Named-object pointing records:
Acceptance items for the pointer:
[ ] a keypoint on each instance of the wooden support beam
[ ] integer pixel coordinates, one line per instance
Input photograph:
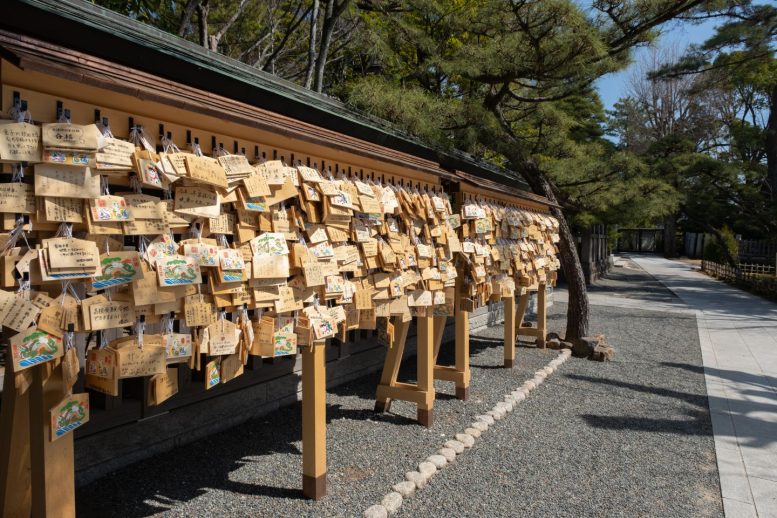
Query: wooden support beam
(314, 421)
(425, 351)
(53, 474)
(422, 393)
(391, 364)
(15, 483)
(509, 330)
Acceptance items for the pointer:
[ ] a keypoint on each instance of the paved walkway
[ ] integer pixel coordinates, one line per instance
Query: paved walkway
(738, 335)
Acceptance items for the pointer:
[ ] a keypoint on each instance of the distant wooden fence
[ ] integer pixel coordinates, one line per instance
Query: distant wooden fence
(761, 250)
(755, 278)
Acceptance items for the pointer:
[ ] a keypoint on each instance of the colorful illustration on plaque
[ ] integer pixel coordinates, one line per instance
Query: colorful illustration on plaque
(205, 255)
(334, 284)
(256, 204)
(162, 246)
(231, 260)
(323, 328)
(35, 347)
(110, 208)
(179, 270)
(272, 243)
(69, 415)
(284, 344)
(213, 373)
(150, 173)
(322, 250)
(177, 345)
(99, 365)
(118, 268)
(341, 199)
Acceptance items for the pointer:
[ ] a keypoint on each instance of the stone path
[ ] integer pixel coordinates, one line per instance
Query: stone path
(738, 335)
(631, 437)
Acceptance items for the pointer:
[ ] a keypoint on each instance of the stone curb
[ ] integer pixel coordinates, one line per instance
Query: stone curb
(428, 468)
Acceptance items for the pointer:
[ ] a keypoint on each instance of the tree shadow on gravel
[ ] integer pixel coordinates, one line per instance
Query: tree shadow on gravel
(185, 473)
(751, 430)
(760, 381)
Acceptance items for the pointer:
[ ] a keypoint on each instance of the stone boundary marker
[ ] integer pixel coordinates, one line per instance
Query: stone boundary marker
(416, 480)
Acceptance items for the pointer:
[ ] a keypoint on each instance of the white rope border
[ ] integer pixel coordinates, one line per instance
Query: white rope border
(415, 480)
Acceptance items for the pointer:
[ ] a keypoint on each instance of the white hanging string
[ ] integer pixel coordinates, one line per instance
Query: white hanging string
(140, 329)
(13, 237)
(17, 173)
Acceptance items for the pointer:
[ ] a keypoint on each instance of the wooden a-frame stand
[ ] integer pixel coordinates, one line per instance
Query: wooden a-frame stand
(513, 326)
(457, 373)
(37, 476)
(420, 393)
(430, 330)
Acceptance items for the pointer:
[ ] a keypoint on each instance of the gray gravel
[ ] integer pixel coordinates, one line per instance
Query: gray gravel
(631, 437)
(627, 438)
(256, 469)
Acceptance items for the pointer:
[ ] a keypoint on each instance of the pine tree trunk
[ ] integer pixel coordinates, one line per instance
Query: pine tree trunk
(577, 308)
(670, 236)
(771, 144)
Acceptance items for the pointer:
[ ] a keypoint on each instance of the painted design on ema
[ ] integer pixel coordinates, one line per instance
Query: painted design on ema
(69, 417)
(37, 347)
(116, 271)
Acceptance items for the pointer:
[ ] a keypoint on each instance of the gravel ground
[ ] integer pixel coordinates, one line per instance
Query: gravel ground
(256, 469)
(627, 438)
(631, 437)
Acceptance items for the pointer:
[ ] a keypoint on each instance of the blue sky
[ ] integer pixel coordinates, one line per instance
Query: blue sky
(614, 86)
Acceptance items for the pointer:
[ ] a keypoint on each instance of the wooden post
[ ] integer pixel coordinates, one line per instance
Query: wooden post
(15, 483)
(439, 330)
(53, 473)
(523, 303)
(425, 351)
(510, 331)
(542, 316)
(314, 421)
(461, 320)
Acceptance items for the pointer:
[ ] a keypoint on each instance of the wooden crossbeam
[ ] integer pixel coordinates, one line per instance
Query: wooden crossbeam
(540, 329)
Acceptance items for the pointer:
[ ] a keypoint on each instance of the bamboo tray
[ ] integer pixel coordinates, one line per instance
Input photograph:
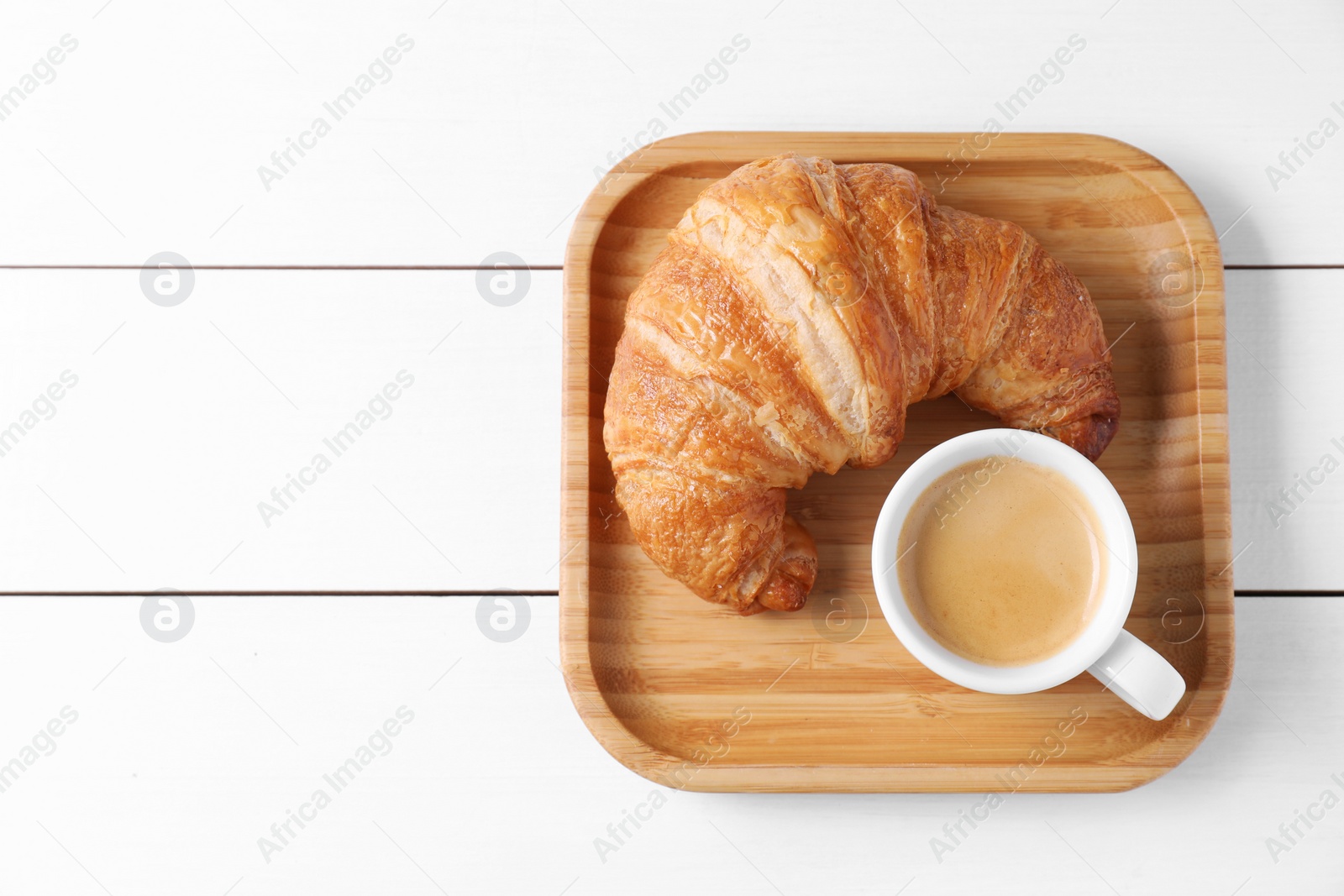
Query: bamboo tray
(690, 694)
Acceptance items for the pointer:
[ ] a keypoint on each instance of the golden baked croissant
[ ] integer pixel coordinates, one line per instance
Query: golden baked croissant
(797, 311)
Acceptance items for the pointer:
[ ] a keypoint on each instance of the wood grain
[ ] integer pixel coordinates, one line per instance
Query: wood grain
(488, 132)
(660, 678)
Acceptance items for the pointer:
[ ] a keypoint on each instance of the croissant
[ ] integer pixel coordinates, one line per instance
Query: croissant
(799, 308)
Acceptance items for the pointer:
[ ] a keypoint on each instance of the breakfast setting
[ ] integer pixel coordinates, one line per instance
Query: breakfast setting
(575, 448)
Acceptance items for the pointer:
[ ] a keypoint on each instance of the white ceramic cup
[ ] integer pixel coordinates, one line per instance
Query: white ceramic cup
(1124, 664)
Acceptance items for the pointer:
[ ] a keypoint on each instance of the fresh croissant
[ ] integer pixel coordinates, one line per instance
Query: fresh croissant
(796, 313)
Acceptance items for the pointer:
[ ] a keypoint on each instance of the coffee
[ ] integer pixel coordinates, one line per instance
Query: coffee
(1000, 562)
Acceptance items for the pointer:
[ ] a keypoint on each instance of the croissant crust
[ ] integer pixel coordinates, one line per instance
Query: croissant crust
(797, 311)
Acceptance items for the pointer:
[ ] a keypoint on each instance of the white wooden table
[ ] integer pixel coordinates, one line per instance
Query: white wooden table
(134, 128)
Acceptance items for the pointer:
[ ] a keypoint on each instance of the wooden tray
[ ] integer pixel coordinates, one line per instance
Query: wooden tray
(690, 694)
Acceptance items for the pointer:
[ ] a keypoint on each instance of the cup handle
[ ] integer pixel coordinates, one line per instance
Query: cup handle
(1140, 676)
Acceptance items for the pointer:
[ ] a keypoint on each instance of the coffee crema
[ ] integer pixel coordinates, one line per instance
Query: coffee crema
(1000, 562)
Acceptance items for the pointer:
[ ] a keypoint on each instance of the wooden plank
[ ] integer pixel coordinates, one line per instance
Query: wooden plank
(488, 134)
(156, 468)
(1287, 427)
(664, 671)
(174, 513)
(187, 815)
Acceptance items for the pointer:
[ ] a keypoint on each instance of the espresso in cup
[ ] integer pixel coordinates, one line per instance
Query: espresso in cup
(1000, 563)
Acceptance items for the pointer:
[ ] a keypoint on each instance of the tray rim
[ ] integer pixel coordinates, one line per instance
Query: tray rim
(1215, 488)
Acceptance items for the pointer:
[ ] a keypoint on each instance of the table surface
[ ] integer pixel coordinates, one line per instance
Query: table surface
(339, 181)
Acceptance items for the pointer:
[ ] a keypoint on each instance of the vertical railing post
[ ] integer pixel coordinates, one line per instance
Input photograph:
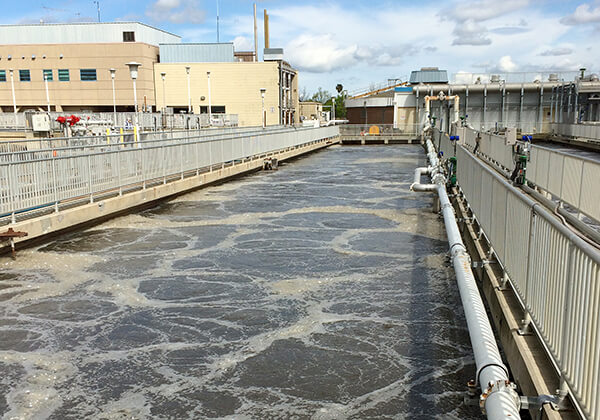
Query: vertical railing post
(163, 163)
(180, 146)
(143, 175)
(13, 190)
(54, 184)
(119, 177)
(91, 191)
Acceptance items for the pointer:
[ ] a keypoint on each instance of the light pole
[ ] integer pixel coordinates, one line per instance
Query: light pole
(133, 71)
(112, 77)
(333, 108)
(163, 76)
(264, 117)
(12, 85)
(47, 94)
(187, 70)
(209, 103)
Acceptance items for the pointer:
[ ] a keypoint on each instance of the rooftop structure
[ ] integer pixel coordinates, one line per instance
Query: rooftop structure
(197, 53)
(428, 75)
(82, 33)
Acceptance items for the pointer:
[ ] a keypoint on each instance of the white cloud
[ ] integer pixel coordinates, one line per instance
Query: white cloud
(470, 33)
(481, 10)
(242, 43)
(321, 53)
(584, 13)
(506, 64)
(553, 52)
(176, 11)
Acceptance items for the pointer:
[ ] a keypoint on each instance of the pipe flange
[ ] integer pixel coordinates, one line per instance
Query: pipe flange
(499, 386)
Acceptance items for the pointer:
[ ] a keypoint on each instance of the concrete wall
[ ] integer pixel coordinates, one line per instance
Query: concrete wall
(311, 110)
(77, 94)
(233, 85)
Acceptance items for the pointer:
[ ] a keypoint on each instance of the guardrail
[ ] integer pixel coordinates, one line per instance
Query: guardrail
(379, 130)
(11, 150)
(555, 273)
(570, 179)
(574, 180)
(49, 180)
(587, 131)
(146, 120)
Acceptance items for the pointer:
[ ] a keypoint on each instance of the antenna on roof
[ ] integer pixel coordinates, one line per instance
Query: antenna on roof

## [PROBLEM TO WORK ON]
Count the lines in the items above that contain the string "handle", with case counting, and give only the number.

## [SOLUTION FOR THIS EXERCISE]
2